Task objective
What you should output is the data below, unchanged in every character.

═════ Material provided

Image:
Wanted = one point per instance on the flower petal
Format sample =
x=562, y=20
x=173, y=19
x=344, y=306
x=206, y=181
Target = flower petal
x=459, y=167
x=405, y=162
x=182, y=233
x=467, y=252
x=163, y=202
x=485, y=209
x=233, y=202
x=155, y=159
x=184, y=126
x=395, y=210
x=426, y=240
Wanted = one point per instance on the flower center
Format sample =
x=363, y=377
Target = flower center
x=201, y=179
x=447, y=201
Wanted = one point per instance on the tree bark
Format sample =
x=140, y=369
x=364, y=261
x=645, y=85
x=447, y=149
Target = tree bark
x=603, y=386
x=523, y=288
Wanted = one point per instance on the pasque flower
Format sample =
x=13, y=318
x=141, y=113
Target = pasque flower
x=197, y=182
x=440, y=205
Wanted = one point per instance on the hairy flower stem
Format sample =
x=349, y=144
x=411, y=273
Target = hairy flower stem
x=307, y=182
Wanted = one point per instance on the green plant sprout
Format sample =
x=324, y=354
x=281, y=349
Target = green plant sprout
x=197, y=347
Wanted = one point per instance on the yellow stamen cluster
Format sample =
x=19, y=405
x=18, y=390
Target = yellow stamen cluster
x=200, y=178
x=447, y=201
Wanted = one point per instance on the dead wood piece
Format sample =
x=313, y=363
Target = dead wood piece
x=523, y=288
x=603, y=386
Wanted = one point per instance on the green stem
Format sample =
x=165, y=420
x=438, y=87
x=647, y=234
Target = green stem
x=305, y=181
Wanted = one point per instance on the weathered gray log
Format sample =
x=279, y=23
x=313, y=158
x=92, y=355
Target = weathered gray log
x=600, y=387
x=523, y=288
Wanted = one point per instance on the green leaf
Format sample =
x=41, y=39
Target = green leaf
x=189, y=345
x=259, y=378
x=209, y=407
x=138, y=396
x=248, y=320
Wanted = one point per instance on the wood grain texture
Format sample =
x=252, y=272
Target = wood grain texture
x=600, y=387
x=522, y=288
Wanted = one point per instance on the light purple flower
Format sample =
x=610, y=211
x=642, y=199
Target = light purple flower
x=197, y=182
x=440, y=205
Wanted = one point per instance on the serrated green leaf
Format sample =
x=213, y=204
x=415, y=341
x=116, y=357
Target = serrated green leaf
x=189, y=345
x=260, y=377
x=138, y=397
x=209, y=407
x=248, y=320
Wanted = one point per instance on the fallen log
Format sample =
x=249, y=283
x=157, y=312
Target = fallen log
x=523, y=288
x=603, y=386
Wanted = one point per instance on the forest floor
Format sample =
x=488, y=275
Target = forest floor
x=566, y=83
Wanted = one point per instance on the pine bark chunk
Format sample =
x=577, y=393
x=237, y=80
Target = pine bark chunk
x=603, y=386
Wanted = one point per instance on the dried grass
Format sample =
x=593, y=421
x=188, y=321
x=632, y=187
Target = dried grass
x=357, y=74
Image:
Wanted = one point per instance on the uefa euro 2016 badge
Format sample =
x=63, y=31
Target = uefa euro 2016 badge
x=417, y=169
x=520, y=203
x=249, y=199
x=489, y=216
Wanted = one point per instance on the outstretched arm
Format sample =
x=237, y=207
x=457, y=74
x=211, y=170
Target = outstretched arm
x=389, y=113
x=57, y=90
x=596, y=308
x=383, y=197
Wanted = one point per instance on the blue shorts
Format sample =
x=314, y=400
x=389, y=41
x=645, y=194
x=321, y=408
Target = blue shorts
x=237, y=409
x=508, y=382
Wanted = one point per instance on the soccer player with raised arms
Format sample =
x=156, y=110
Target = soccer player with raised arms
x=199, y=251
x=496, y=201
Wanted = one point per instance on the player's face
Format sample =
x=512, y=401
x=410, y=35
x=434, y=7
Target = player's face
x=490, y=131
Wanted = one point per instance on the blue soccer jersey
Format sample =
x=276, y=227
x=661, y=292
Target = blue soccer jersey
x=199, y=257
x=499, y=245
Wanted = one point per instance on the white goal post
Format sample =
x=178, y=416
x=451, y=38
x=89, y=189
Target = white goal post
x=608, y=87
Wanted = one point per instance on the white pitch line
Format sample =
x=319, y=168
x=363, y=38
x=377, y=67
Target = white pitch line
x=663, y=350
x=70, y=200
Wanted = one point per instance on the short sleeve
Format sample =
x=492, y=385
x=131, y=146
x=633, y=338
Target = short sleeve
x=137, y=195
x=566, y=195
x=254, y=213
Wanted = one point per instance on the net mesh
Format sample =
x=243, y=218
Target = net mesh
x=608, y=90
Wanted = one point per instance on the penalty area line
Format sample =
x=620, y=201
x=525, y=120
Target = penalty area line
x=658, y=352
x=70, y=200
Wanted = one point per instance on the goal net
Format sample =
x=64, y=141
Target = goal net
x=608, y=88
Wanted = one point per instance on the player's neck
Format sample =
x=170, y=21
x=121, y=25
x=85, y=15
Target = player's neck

══════════

Solution to this problem
Image:
Wanted = one point per instance on the flower petal
Format sample =
x=562, y=20
x=173, y=19
x=344, y=306
x=206, y=181
Target = flower petal
x=459, y=167
x=405, y=162
x=182, y=233
x=467, y=252
x=163, y=202
x=485, y=209
x=233, y=202
x=155, y=159
x=184, y=126
x=395, y=210
x=426, y=240
Wanted = one point per instance on the flower center
Format sample =
x=363, y=377
Target = flower center
x=201, y=179
x=447, y=201
Wanted = one point per instance on the tree bark
Format sample =
x=140, y=369
x=364, y=261
x=645, y=85
x=447, y=149
Target = tree bark
x=603, y=386
x=523, y=288
Wanted = one point per instance on the pasque flower
Format sample =
x=13, y=318
x=141, y=113
Target = pasque flower
x=197, y=182
x=440, y=205
Wanted = one point per instance on the hairy flower stem
Format sample =
x=349, y=144
x=411, y=273
Target = hairy flower stem
x=307, y=182
Wanted = one point per instance on the green plant sprout
Format sample =
x=324, y=354
x=281, y=349
Target = green plant sprout
x=197, y=347
Wanted = one point per instance on the yellow stamen cluster
Format sample =
x=19, y=405
x=18, y=390
Target = yellow stamen cluster
x=200, y=178
x=447, y=201
Wanted = one point per instance on the dead wood piece
Format sample =
x=313, y=363
Target = dead wood piece
x=523, y=288
x=603, y=386
Wanted = one point per instance on the green stem
Format sample =
x=165, y=420
x=438, y=87
x=647, y=234
Target = green stem
x=305, y=181
Wanted = one point per instance on the weathered gray log
Format sample =
x=279, y=23
x=313, y=158
x=92, y=355
Target = weathered gray log
x=600, y=387
x=523, y=288
Wanted = one point per instance on the green leaf
Format sample =
x=41, y=39
Target = green leaf
x=189, y=345
x=259, y=378
x=209, y=407
x=138, y=396
x=248, y=320
Wanted = one point per instance on the wood grain texture
Format sample =
x=252, y=272
Target = wood grain texture
x=600, y=387
x=522, y=288
Wanted = one point per instance on the light purple flower
Format sample =
x=610, y=211
x=642, y=199
Target = light purple flower
x=197, y=182
x=440, y=205
Wanted = one point per instance on the serrated green leaf
Format sample =
x=213, y=204
x=415, y=341
x=116, y=357
Target = serrated green leaf
x=189, y=345
x=260, y=377
x=138, y=397
x=209, y=407
x=248, y=320
Wanted = one point per instance on the fallen log
Format sample =
x=249, y=283
x=157, y=312
Target = fallen log
x=523, y=288
x=603, y=386
Wanted = one point per instance on the forest floor
Format sample =
x=488, y=275
Target = forest floor
x=566, y=83
Wanted = one point per instance on the pine bark chunk
Format sample =
x=577, y=393
x=237, y=80
Target = pine bark chunk
x=603, y=386
Wanted = one point per instance on the dried grass
Format sample =
x=593, y=421
x=188, y=321
x=632, y=187
Target = dried grass
x=357, y=74
Image:
Wanted = one point per instance on the uefa euro 2016 badge
Format sample =
x=63, y=31
Target = uefa euro 2016 badge
x=417, y=169
x=520, y=203
x=249, y=199
x=489, y=216
Wanted = one point per instance on the outstretched arm
Format sample =
x=237, y=207
x=457, y=74
x=211, y=170
Target = outstretched arm
x=389, y=113
x=57, y=90
x=596, y=308
x=383, y=197
Wanted = one point per instance on the blue shorts
Format sample =
x=314, y=400
x=389, y=41
x=645, y=194
x=321, y=408
Target = blue shorts
x=237, y=409
x=508, y=382
Wanted = one point per instance on the soccer player with raised arms
Format sample =
x=156, y=110
Target = soccer player with raised arms
x=199, y=251
x=496, y=201
Wanted = one point per instance on the player's face
Format sample =
x=512, y=401
x=410, y=35
x=434, y=7
Target = player's face
x=490, y=131
Wanted = one point per instance on the blue soccer jersey
Format sample =
x=276, y=227
x=661, y=292
Target = blue soccer jersey
x=199, y=257
x=499, y=245
Wanted = one point per instance on the white goal post
Format sample =
x=178, y=416
x=451, y=38
x=89, y=189
Target = white goal post
x=608, y=87
Wanted = one point per instance on the white pitch line
Format sample =
x=319, y=168
x=363, y=38
x=377, y=67
Target = white pitch line
x=663, y=350
x=70, y=200
Wanted = one point per instance on the short sleeve
Format sample =
x=492, y=385
x=131, y=146
x=633, y=338
Target = short sleeve
x=137, y=195
x=566, y=195
x=254, y=213
Wanted = one point per instance on the net mesh
Format sample =
x=243, y=218
Target = net mesh
x=608, y=90
Wanted = one point per instance on the penalty area line
Format sample =
x=620, y=201
x=525, y=120
Target = penalty area line
x=658, y=352
x=70, y=200
Wanted = one point per instance on the goal net
Format sample =
x=64, y=141
Target = goal net
x=608, y=88
Wanted = one point per instance on the player's neck
Format sample =
x=170, y=21
x=121, y=25
x=85, y=15
Target = player's neck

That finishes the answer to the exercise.